[Excerpts of annotation records]
☆ ☆ ☆ ☆ ☆ ☆ ☆
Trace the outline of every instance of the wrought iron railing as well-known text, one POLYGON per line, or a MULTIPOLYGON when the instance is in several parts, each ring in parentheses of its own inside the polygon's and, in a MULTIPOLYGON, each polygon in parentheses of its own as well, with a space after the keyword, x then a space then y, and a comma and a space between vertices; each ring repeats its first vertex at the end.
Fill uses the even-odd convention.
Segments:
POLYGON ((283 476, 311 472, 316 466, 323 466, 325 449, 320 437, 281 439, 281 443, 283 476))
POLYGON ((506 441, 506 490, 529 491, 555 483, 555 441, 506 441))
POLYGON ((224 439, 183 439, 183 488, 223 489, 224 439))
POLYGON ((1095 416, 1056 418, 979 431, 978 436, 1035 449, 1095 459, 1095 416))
☆ ☆ ☆ ☆ ☆ ☆ ☆
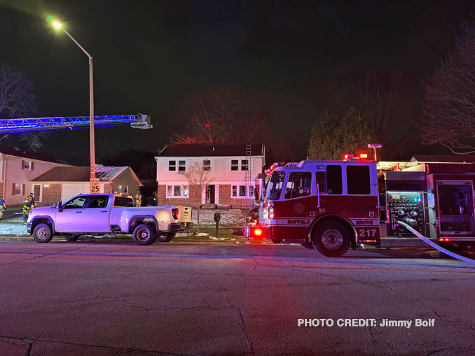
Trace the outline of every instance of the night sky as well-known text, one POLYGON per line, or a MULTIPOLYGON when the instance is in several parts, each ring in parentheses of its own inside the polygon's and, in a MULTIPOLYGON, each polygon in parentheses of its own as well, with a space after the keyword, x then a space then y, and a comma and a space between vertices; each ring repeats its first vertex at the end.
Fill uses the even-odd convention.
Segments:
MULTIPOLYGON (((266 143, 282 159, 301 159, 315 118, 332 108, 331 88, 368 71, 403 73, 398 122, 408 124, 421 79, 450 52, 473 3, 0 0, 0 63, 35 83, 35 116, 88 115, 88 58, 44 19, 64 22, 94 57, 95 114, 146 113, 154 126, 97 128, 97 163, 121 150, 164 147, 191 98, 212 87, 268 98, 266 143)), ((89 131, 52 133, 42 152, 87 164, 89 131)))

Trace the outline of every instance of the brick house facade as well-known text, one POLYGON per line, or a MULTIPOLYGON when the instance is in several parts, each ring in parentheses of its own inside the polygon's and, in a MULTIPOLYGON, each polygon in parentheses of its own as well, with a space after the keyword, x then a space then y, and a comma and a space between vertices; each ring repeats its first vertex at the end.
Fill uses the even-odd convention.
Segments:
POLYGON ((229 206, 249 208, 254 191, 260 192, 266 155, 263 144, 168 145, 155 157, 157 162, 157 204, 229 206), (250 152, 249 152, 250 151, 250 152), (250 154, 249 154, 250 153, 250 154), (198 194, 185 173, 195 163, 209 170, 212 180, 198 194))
☆ ☆ ☆ ☆ ☆ ☆ ☆
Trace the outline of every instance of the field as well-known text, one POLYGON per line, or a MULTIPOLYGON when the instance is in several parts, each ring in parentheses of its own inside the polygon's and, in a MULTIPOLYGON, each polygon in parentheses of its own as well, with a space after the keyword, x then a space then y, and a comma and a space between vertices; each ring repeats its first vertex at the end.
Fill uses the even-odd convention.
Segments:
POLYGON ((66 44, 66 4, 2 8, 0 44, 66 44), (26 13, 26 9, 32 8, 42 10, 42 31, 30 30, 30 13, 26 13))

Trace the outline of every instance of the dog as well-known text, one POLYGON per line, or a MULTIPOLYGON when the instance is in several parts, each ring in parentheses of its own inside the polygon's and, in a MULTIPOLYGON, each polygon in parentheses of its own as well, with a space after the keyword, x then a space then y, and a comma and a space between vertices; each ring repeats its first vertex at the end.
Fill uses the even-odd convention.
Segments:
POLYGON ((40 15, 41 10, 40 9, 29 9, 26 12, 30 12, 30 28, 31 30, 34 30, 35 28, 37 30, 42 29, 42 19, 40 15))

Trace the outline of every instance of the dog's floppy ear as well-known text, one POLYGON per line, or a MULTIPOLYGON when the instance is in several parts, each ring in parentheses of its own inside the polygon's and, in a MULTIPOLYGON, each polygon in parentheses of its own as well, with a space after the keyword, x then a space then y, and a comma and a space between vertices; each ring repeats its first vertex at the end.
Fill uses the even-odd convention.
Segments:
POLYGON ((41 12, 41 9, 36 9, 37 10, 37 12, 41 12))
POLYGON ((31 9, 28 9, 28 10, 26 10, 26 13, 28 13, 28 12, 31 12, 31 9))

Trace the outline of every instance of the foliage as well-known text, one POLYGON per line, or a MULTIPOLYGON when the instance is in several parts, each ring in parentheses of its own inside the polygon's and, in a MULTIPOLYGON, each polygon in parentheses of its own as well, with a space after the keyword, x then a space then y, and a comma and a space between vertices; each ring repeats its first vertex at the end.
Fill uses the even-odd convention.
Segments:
☆ ☆ ☆ ☆ ☆ ☆ ☆
## [Given task]
Return the lines from the line with "Trace the outline of every instance of the wrought" up to and including the line with "POLYGON ((1095 416, 1056" unchanged.

## [The result]
Trace the outline of every instance of the wrought iron railing as well-known text, one POLYGON per line, or a MULTIPOLYGON when the instance is in several parts, each ring in parentheses of its own inside the polygon's and, in a MULTIPOLYGON, each polygon in parentheses of its own as well, with a space after the keyword, x then a space then y, and a comma and a space between vertices; each ring repeats its first vertex at the end.
Fill uses the even-odd convention.
Segments:
POLYGON ((283 476, 311 472, 316 466, 323 466, 325 449, 320 437, 281 439, 281 443, 283 476))
POLYGON ((506 441, 506 490, 529 491, 555 483, 555 441, 506 441))
POLYGON ((224 439, 183 439, 183 488, 223 489, 224 439))
POLYGON ((1095 416, 1056 418, 979 431, 978 436, 1035 449, 1095 459, 1095 416))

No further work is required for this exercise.